Records excerpted from a collection:
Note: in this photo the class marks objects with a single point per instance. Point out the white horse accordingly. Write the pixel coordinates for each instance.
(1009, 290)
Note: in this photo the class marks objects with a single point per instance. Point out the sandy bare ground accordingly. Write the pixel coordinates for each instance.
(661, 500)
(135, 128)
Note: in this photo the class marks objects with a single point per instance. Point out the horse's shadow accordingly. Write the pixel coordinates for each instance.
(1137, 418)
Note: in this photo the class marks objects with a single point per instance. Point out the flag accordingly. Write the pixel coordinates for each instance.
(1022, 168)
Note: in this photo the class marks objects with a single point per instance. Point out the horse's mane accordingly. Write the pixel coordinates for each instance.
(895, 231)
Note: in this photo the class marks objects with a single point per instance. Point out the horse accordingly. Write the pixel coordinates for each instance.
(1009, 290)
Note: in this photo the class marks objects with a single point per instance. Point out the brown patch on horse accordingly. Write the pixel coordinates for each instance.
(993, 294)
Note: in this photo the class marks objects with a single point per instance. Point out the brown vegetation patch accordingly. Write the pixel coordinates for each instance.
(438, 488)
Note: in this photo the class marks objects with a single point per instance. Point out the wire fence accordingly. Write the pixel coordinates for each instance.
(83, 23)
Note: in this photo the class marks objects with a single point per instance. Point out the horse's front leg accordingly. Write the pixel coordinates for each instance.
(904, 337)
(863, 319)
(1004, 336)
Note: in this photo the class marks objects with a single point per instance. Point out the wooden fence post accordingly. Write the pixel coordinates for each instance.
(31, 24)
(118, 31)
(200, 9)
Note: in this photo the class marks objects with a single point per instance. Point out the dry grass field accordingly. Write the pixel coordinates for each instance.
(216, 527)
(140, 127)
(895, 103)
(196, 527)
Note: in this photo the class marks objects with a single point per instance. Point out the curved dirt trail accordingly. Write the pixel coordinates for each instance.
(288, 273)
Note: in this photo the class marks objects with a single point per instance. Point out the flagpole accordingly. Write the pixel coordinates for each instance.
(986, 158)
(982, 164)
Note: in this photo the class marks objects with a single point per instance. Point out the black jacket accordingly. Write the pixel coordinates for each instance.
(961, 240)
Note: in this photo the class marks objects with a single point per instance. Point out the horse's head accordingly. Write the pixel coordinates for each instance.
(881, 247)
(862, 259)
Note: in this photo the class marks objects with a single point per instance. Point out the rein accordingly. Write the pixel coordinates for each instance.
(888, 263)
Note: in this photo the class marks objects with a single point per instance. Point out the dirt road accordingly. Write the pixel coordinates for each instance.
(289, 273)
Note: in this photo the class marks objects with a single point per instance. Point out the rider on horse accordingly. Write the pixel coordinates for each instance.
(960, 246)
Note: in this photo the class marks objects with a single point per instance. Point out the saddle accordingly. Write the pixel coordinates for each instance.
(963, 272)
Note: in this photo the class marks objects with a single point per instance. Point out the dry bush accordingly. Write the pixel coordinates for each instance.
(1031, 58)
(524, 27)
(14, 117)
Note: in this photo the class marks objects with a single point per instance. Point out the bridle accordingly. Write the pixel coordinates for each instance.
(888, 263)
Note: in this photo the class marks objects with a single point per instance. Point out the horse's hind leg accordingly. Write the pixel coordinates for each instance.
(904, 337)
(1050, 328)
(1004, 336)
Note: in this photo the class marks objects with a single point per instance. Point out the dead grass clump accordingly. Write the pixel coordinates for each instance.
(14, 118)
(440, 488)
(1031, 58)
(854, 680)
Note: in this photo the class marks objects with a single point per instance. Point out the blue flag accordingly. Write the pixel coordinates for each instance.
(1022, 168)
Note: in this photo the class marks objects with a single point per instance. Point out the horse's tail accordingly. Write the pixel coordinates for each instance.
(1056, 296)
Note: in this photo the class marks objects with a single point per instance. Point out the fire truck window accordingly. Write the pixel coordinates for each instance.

§ **Short task**
Exactly reproduce the material above.

§ **Reply to the task**
Note: in this photo the class marks objects with a single point per instance. Point out the white horse accordingly. Write the pixel coordinates for each instance.
(1009, 290)
Note: in this photo the class marks objects with a single point per instance. Point out the sandy bare ground accordingly. Write the pixel coordinates for each instance.
(661, 500)
(135, 128)
Note: in this photo the class marks objects with a single point per instance. Point out the horse's shadow accordingly. Write the pixel coordinates for each instance.
(1137, 418)
Note: in this photo the class marks objects with a single point per instance. Point out the flag accordingly. Write the pixel coordinates for each instance.
(1022, 168)
Note: in this photo the class marks objects with a single point per instance. Point out the horse's mane accordingly. Write the pixel coordinates for each instance.
(895, 231)
Note: in this photo the class marks objects with a single point per instance. Point out the horse accordingly. Write the pixel coordinates for each instance.
(1009, 290)
Note: in this photo the class marks objects with a single point per instance. Point out the brown patch on horse accordingly. Write the pixel coordinates for each instance.
(993, 294)
Note: in this photo the class marks objects with a single point per instance. Point out the brown vegetation patch accordingly. Write the pixel coordinates for each instance.
(438, 488)
Note: in this photo the class marks objects with a single point per instance. Point out the wire fence accordingly. Write the pixel coordinates for each instance.
(83, 23)
Note: in this photo the class marks objects with a single point per instance. Point out the horse's front leg accordingly. Write the pixel coordinates for each instance.
(904, 337)
(863, 319)
(1004, 336)
Note: in this photo the class marks objects with a single point per instance. Point out the wooden fence post accordingly. Write the pixel coordinates for each instance.
(31, 24)
(118, 31)
(200, 9)
Note: in this photo the class marks objects with a single point per instance. Point out the dry grass field accordingly. Write the pixel coordinates for each instance.
(216, 527)
(140, 127)
(895, 103)
(196, 527)
Note: in this photo the class marks objects with a single point per instance. Point out the curved dirt trail accordingly. Write the pixel coordinates for each instance.
(288, 273)
Note: in this photo the class marks objects with a single point per instance. Point out the flagpole accordingly. Write the pixel coordinates for each instance.
(986, 158)
(982, 164)
Note: in this photo the class marks objects with a single point per instance. Point out the black jacket accordingly. Write the pixel coordinates for each instance.
(961, 240)
Note: in this photo the class marks objects with a single point per instance. Point out the horse's head accordingly. Write the pixel coordinates for each instance.
(881, 247)
(862, 259)
Note: in this photo the class marks objects with a single point per instance. Point out the rein accordingly. Write the pixel coordinates for each instance.
(888, 263)
Note: in this photo the class marks objects with a single point per instance. Point out the dirt road accordingly. Write the pixel coordinates for each instance.
(289, 273)
Note: in this photo the class marks objects with a single point per instance. Point out the rider on horse accordingly. Write the pixel coordinates for each instance.
(960, 246)
Note: in this photo the class marks objects with a single point per instance. Point out the saddle accordingly. Write the pixel coordinates for each instance.
(963, 272)
Note: in this photo the class marks objects with a single point per instance. Point out the dry bush accordingly. Write the pixel coordinates for each instance.
(1031, 58)
(524, 27)
(14, 117)
Note: in this photo the class marks objects with a single point per instance. Point out the bridle accordingly. Write the pixel coordinates for each instance.
(888, 263)
Note: in this photo the class marks objects with a single point per instance. Point out the horse's hind leg accordingly. Write the pixel coordinates for each instance.
(904, 337)
(1050, 328)
(1004, 336)
Note: in this photo the class marks objects with a single point per instance. Point out the dead grass clump accordingly. Write the pixel coordinates for each instance.
(14, 118)
(440, 488)
(1031, 58)
(854, 680)
Note: in this photo the class marks objects with a single point per instance. Point out the blue flag accordingly. Write the pixel coordinates for each instance.
(1022, 168)
Note: in this photo the class marks objects with a single point per instance. Point out the horse's tail accordingly. Write the pixel coordinates for each instance.
(1056, 296)
Note: in this photo the class marks objects with a single point per instance. Point out the fire truck window accordingly. Write the pixel coordinates for each instance.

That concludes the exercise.